-- start Task input --

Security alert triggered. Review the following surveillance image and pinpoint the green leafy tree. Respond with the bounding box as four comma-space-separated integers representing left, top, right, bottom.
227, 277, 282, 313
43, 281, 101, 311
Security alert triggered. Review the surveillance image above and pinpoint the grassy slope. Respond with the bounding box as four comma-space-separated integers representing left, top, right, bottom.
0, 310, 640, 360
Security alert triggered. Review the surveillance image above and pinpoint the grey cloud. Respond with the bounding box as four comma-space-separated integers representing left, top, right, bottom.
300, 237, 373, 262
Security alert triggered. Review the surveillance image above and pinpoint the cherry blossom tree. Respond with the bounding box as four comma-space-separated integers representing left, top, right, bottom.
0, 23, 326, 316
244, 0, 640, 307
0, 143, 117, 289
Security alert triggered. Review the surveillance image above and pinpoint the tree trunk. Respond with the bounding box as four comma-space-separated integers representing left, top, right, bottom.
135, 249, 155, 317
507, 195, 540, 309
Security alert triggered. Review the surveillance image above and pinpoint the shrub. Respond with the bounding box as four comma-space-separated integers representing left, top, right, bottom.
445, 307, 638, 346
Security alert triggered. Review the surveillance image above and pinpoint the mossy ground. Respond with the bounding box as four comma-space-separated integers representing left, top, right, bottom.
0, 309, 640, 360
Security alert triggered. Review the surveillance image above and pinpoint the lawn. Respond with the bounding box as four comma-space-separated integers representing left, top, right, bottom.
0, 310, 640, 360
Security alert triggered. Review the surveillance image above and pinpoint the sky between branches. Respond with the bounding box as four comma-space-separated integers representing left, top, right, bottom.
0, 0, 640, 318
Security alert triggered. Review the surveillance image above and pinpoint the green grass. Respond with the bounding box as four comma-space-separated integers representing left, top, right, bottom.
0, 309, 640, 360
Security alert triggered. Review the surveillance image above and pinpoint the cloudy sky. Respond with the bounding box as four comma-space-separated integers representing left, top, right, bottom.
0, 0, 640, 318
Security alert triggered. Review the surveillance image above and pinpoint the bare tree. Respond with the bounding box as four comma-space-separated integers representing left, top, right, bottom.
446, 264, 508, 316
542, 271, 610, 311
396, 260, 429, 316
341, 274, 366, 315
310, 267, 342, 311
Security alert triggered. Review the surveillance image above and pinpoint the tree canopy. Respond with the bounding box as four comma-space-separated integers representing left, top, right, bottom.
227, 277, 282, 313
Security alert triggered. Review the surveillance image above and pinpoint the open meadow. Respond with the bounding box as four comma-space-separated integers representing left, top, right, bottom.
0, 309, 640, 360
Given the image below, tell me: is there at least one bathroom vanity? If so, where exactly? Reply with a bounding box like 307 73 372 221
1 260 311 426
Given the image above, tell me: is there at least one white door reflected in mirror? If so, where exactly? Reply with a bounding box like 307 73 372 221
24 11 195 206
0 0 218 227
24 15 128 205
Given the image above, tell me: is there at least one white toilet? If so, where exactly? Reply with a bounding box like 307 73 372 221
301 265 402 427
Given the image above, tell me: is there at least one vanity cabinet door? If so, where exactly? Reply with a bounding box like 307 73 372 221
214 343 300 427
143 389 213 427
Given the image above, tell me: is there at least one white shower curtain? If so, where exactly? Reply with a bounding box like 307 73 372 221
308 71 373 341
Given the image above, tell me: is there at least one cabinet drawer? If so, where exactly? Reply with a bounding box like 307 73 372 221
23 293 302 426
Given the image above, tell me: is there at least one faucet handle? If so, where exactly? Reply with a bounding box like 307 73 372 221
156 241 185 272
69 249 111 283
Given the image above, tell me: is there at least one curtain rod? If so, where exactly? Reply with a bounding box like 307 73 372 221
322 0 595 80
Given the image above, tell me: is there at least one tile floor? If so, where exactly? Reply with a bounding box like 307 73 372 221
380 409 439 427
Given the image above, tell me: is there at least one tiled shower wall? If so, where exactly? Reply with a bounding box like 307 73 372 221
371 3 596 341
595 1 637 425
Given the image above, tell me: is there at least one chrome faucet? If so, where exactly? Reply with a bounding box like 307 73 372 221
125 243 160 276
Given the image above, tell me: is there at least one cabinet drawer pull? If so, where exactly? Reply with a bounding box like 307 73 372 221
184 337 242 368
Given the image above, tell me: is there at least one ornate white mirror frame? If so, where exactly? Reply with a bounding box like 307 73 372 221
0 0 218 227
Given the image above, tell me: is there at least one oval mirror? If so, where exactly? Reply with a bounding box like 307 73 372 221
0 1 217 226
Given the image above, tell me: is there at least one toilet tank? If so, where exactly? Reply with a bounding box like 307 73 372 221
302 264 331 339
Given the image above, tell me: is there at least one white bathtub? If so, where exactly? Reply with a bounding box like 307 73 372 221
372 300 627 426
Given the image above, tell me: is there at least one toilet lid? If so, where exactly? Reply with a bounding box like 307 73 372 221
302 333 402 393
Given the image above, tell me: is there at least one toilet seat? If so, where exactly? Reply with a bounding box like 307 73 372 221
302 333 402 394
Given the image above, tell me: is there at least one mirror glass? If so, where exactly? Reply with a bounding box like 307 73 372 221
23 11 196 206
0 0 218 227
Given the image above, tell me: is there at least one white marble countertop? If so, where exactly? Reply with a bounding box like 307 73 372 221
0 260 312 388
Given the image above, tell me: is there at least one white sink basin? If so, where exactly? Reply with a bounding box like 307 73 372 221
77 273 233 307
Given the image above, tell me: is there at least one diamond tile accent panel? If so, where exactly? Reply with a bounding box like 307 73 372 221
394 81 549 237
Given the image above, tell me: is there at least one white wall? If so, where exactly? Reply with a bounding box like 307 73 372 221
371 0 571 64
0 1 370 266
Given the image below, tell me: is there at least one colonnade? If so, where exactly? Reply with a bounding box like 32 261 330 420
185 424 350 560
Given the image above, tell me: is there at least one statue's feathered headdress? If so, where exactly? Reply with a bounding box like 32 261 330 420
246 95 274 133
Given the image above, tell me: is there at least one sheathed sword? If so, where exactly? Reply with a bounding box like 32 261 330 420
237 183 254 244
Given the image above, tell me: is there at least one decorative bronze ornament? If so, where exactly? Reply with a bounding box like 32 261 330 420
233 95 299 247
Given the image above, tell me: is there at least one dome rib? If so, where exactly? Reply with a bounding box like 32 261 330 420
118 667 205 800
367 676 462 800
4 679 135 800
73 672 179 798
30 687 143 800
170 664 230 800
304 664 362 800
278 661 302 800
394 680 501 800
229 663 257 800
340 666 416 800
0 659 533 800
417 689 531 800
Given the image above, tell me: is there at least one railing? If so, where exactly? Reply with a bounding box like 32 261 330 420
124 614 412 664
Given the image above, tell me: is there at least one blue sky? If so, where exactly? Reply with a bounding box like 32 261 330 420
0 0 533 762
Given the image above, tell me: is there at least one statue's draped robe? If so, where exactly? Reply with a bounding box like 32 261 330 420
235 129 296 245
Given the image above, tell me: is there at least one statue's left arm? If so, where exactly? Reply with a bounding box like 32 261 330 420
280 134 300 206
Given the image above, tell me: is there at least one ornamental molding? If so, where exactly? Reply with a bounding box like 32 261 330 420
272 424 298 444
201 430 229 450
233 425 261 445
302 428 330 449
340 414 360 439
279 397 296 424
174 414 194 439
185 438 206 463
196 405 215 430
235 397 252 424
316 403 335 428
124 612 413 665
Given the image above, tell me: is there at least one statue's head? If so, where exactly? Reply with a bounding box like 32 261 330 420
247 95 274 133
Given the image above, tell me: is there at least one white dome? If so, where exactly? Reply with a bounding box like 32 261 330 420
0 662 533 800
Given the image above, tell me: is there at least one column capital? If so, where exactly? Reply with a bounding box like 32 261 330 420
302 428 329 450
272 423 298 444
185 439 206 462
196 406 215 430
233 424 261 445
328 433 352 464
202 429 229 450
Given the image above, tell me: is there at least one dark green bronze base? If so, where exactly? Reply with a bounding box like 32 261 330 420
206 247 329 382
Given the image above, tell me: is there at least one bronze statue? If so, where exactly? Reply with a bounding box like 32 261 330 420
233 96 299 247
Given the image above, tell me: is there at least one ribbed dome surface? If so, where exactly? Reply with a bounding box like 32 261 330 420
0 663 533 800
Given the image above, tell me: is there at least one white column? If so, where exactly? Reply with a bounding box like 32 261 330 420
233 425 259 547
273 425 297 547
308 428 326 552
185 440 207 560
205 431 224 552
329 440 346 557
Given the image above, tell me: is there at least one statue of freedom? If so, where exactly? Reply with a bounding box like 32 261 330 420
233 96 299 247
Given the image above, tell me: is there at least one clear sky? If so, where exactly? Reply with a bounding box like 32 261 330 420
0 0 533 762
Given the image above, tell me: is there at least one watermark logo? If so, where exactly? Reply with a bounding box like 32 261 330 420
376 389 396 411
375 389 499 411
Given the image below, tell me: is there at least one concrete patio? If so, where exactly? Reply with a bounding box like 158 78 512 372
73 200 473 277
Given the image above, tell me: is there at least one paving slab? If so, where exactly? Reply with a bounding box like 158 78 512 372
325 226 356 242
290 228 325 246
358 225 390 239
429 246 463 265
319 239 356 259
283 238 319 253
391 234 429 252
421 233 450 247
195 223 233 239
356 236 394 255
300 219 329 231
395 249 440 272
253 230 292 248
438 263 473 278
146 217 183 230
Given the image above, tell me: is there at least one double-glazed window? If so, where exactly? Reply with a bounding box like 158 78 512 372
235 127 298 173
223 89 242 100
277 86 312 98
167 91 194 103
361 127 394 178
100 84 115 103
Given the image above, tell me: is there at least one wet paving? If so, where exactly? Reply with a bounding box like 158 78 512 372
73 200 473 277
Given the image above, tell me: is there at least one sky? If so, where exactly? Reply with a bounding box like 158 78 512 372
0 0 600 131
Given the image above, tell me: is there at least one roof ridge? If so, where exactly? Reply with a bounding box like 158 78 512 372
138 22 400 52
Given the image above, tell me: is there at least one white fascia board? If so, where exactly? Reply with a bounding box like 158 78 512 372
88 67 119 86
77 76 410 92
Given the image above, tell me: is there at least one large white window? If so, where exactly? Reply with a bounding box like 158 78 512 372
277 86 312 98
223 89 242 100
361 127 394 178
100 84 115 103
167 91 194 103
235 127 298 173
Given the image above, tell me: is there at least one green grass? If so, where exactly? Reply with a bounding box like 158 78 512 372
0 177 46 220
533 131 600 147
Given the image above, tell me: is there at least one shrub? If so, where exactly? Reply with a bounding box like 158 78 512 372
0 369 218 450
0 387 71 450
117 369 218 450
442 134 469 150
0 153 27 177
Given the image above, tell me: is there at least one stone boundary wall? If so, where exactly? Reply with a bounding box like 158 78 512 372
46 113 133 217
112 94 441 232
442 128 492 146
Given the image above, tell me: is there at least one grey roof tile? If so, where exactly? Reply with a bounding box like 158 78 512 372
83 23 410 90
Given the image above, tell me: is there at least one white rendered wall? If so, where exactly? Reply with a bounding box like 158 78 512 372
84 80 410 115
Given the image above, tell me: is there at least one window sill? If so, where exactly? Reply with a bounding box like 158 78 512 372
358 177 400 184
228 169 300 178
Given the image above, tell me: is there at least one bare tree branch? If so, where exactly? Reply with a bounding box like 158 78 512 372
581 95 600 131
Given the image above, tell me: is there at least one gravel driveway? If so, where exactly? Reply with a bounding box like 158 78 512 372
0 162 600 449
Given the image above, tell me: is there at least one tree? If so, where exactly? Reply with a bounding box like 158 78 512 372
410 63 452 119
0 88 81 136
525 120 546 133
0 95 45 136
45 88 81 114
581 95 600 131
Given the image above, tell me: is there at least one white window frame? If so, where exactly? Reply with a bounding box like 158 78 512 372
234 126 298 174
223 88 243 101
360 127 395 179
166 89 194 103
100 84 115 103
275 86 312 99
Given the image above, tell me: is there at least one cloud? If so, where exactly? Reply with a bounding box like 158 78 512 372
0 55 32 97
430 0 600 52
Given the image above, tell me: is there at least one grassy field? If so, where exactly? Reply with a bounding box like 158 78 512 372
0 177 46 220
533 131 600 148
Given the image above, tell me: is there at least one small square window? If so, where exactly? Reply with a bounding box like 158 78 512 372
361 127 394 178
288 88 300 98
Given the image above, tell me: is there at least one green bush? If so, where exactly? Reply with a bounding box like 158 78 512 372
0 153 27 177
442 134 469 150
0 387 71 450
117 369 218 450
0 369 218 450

-- end Task input --

Exercise:
Convert the entries above, starting at the beginning and ending at the line containing "43, 281, 101, 311", into a two-column CSV with the header instruction,response. Each row pairs one instruction with all of its answer text, every field goes in double quotes, and line breaks become spaces.

Complete answer:
instruction,response
"Security alert triggered. Review the following surveillance image and pinpoint the green leafy tree. Respond with the bounding box as four comma-space-separated integers representing left, top, right, bottom.","227, 277, 282, 313 43, 281, 101, 311"